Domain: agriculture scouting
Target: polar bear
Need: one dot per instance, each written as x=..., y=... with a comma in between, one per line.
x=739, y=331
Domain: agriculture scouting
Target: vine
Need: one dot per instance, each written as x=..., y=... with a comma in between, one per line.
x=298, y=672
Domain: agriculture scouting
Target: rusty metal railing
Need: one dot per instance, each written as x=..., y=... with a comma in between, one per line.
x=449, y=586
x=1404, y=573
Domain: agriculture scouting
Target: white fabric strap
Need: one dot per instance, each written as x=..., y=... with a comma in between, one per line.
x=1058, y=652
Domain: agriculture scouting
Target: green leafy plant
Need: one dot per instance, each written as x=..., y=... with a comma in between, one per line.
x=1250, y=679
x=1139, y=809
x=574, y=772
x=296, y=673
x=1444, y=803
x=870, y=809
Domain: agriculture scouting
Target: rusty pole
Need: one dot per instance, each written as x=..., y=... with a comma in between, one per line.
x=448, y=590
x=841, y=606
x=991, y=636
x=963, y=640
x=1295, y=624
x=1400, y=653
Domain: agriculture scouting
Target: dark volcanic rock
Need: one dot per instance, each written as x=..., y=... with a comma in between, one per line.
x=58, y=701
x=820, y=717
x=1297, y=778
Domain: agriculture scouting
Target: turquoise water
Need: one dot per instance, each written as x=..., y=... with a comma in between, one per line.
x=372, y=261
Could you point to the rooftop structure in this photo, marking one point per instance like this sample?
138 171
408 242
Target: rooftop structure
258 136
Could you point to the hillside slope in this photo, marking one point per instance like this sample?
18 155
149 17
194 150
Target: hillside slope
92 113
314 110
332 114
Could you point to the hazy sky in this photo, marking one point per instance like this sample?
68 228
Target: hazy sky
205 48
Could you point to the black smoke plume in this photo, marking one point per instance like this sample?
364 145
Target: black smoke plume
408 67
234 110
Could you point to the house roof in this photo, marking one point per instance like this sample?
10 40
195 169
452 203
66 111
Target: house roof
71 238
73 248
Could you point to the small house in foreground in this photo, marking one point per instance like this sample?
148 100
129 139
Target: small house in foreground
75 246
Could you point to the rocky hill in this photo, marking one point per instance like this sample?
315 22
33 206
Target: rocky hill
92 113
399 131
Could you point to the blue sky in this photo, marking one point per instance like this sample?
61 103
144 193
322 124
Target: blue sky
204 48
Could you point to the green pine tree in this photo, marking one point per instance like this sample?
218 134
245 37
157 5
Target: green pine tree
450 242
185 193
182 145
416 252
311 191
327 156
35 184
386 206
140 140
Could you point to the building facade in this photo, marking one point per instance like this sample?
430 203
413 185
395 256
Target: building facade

★ ★ ★ ★ ★ ★ ★

WORK ITEM:
Repeat each entry exactly.

SOLUTION:
Domain: agriculture scouting
Target: polar bear
Need: one dot per instance, each written as x=..., y=... with a comma in between, one per line.
x=739, y=331
Domain: agriculture scouting
Target: vine
Need: one dot per instance, each written as x=..., y=... with a comma in between, one per line.
x=298, y=672
Domain: agriculture scouting
Target: rusty metal railing
Need: one dot per instance, each written as x=..., y=... with a comma in between, one per line.
x=449, y=586
x=1404, y=573
Domain: agriculture scouting
Target: white fabric strap
Need: one dot per instance, each written as x=..., y=... with a comma in between, one per line.
x=1058, y=652
Domain: agriculture scouting
Target: green leafy plant
Need: one dot per instance, each written as x=..., y=... with a comma in between, one per line.
x=1250, y=679
x=1139, y=809
x=574, y=772
x=296, y=673
x=1444, y=803
x=870, y=809
Domain: agriculture scouting
Target: rusty pole
Need: one dot per instance, each written as x=..., y=... with a comma in between, one per line.
x=448, y=590
x=841, y=606
x=991, y=636
x=963, y=640
x=1295, y=624
x=1400, y=653
Domain: agriculture scouting
Target: dark volcanic rock
Need: one dot per instance, each written as x=..., y=... with a comma in between, one per line.
x=58, y=701
x=820, y=717
x=1297, y=778
Domain: agriculture scouting
Target: turquoise water
Need: one dot per instance, each written as x=..., y=... with a comma in between, one per line.
x=372, y=261
Could you point to the rooftop structure in this photo, marking one point per instance like this sample?
138 171
408 242
Target: rooftop structure
258 136
Could you point to the hillside slope in this photo, marking one point per instance like this sample?
18 155
149 17
194 150
Target: hillside slope
92 113
314 110
332 114
Could you point to the hazy sky in this photo, marking one point per instance like this sample?
68 228
Target: hazy sky
205 48
Could you point to the black smoke plume in this photo, marking one point per instance like this sample?
364 145
Target: black smoke plume
408 67
234 110
Could you point to the house roof in this photo, marking one point per instance like this sample?
10 40
195 169
452 203
66 111
Target: house roof
71 238
73 248
Could you point to the small house in foreground in this photo, marking one point per instance like this sample?
148 100
129 139
Target: small house in foreground
75 246
Could you point to the rocky hill in this photo, marking one point per instance like this sample?
315 22
33 206
Target: rocky hill
92 113
399 131
Could you point to the blue sky in this photo, marking one point per instance like this sample?
61 103
144 193
322 124
Target: blue sky
204 48
Could you point to the green pine tree in this photo, marking one point per instance like this sample?
218 134
245 37
157 5
Target: green pine tree
450 242
185 193
182 145
416 252
311 191
327 156
35 184
386 206
140 140
Could you point to the building facade in this photo, marking one point per instance like this sample?
430 203
413 185
395 256
Target: building facade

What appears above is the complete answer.